Content starts
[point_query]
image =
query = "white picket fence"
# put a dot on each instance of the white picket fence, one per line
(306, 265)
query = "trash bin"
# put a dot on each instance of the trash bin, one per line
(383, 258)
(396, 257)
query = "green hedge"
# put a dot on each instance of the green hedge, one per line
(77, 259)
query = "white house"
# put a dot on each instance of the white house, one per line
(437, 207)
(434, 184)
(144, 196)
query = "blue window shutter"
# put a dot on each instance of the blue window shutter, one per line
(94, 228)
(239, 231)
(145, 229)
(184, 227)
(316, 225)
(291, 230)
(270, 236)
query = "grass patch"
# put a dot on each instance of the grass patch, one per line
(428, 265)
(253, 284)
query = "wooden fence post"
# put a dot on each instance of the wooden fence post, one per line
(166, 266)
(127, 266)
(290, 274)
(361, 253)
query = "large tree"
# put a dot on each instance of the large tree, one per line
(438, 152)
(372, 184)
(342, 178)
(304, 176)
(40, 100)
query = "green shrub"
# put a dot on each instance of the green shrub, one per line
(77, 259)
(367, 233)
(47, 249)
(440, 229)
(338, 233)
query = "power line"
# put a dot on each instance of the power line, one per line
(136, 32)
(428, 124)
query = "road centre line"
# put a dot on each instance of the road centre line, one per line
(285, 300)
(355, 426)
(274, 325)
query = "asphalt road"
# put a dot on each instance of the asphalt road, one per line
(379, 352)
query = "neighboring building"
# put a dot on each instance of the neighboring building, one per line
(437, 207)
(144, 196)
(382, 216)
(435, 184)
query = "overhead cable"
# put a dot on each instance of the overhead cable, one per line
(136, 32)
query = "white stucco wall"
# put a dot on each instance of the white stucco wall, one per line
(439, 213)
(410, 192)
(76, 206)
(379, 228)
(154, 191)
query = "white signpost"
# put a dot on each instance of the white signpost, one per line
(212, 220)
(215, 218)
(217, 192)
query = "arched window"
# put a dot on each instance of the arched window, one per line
Content ends
WHAT TO DO: Print the data above exactly as it reads.

RESPONSE:
[point_query]
image =
query = "white picket fence"
# put a dot on each instance of the white picket fence, one per line
(306, 265)
query = "trash bin"
# put a dot on each instance of the trash bin, one per line
(383, 258)
(396, 257)
query = "green hedge"
# put a dot on each instance of the green hedge, one per line
(77, 259)
query = "white house"
# put a dot on each instance of the white house, one per line
(437, 207)
(434, 184)
(144, 196)
query = "blue window shutter"
# put a dot on each instance of the blue window shutter, one per line
(94, 228)
(239, 231)
(145, 229)
(184, 227)
(316, 225)
(291, 230)
(270, 236)
query = "grass patch"
# put a dot on each instance of the grass patch, one per line
(428, 265)
(253, 284)
query = "wooden fence post"
# put a dot on each instance of the wooden fence post, one per line
(166, 266)
(127, 266)
(290, 274)
(361, 253)
query = "large tree"
# put a dot on each instance of the large tree, one per line
(438, 152)
(372, 184)
(342, 178)
(304, 176)
(40, 100)
query = "green shrub"
# put a dot on each instance of the green shrub, one per line
(77, 259)
(367, 233)
(47, 249)
(440, 229)
(338, 233)
query = "power line"
# put a dot on each instance of the power line, one per line
(136, 32)
(428, 124)
query = "road centre line"
# put a dot on each instance of the road centre line, one per line
(285, 300)
(355, 426)
(274, 325)
query = "asphalt road"
# put a dot on each instance of the asphalt road, one per line
(379, 352)
query = "neighboring building"
# put a dot on each instance of the neighboring building, one per line
(437, 207)
(144, 196)
(382, 216)
(435, 184)
query = "overhead cable"
# put a dot on each instance of the overhead cable, one per line
(136, 32)
query = "white stucco wall"
# put a dot on each instance of the white stucco wall, one per line
(439, 213)
(410, 192)
(76, 206)
(379, 228)
(154, 191)
query = "white signpost"
# put a dot on each instance of the white signpost, one per line
(212, 220)
(215, 218)
(217, 192)
query = "arched window"
# put a dot on each instance of the arched window, one per line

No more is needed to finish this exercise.